ABOUT THIS EXERCISE: Looking at the records below, please say how many lines contain the word "black", as a bare number.

Natural-language object grounding data:
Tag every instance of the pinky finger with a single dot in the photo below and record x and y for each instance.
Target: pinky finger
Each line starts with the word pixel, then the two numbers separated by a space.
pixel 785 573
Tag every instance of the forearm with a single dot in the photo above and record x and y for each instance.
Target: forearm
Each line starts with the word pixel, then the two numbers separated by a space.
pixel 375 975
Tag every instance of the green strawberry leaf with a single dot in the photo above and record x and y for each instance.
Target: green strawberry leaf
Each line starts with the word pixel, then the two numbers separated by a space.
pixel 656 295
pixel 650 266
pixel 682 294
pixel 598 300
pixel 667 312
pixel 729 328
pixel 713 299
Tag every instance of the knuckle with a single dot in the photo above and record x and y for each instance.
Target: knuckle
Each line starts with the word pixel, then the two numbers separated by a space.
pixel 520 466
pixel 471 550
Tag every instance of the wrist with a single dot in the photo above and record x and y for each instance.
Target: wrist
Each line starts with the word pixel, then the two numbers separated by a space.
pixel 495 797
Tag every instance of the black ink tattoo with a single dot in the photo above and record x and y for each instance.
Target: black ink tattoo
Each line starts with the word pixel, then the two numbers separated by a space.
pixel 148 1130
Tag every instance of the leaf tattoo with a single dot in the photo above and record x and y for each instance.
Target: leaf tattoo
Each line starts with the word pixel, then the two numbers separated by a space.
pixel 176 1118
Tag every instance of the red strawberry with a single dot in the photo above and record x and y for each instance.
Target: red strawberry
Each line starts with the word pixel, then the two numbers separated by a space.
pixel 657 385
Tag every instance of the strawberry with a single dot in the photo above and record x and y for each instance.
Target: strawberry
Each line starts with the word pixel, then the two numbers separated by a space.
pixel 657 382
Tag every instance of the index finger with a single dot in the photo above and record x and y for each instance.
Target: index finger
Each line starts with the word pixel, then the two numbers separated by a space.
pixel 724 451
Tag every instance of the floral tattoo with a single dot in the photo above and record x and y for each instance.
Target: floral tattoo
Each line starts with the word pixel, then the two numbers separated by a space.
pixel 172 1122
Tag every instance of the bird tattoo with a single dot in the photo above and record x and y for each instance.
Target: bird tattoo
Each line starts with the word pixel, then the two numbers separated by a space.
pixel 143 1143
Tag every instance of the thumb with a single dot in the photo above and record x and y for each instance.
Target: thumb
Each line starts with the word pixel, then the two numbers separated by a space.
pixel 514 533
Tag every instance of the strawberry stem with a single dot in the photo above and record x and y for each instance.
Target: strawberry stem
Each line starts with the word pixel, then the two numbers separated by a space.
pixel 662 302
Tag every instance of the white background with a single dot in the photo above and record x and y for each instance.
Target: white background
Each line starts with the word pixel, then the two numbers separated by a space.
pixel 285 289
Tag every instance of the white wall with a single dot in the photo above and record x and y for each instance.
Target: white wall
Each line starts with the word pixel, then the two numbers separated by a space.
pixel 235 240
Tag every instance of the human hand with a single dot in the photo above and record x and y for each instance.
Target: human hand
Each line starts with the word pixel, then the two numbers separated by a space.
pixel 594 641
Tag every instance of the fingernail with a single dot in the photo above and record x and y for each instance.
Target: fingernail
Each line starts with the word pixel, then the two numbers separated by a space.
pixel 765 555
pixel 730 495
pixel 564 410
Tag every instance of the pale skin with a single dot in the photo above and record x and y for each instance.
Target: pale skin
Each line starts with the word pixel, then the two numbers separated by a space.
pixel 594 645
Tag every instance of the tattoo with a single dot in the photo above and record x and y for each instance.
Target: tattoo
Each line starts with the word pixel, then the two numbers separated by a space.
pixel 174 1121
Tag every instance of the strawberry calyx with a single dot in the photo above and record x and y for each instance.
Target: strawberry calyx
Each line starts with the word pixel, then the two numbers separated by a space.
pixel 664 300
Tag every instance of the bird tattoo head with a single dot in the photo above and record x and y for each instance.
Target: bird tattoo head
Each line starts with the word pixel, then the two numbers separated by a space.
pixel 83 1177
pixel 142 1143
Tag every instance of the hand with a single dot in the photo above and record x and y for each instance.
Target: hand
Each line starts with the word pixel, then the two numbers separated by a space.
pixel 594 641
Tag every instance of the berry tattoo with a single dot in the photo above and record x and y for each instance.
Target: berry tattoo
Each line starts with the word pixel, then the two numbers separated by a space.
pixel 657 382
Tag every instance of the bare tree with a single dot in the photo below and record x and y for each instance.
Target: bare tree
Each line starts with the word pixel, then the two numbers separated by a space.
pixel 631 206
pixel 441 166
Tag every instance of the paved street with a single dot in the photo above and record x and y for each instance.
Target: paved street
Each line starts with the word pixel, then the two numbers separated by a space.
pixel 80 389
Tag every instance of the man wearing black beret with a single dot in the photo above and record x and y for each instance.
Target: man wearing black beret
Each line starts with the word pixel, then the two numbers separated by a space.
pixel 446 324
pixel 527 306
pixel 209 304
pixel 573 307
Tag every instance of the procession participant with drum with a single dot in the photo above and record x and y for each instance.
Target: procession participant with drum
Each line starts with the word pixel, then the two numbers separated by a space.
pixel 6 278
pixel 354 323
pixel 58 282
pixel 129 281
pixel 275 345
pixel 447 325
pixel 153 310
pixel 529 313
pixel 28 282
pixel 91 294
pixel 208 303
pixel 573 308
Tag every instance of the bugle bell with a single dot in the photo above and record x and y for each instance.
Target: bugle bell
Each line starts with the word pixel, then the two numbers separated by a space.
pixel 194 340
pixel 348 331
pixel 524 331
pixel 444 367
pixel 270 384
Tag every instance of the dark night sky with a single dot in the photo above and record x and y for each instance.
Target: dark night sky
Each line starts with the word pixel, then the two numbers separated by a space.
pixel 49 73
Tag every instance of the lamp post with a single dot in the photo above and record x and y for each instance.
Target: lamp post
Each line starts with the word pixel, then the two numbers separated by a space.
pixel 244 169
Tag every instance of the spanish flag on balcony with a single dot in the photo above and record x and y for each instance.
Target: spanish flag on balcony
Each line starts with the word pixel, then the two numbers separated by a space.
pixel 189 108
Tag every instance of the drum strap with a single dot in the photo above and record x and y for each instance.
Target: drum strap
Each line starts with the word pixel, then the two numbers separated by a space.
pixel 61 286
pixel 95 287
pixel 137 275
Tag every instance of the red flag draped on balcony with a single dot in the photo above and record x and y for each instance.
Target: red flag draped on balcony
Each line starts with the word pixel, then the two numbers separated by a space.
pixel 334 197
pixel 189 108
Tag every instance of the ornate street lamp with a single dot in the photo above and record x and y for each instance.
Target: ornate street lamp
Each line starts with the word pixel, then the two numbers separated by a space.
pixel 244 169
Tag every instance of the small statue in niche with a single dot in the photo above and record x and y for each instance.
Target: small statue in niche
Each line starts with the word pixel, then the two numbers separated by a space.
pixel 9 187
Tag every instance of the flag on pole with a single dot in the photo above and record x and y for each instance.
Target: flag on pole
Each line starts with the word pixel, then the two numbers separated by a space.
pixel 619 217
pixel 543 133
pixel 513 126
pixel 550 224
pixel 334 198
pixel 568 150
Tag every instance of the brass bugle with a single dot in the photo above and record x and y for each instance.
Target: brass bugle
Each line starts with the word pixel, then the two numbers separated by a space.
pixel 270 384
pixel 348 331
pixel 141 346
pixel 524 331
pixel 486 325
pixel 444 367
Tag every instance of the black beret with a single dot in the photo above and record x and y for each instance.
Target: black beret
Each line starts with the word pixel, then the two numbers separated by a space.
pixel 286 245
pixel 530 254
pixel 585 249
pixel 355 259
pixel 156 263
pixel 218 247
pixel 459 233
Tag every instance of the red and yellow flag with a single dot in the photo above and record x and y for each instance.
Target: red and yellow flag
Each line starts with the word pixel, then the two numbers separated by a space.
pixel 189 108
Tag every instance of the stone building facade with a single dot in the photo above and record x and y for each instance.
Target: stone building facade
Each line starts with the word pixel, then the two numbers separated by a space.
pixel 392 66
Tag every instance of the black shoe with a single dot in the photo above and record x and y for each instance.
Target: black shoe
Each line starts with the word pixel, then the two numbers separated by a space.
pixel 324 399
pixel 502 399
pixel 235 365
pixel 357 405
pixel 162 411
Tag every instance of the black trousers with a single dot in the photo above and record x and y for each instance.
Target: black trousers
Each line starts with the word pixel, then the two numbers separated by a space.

ANSWER FOR THIS EXERCISE: 10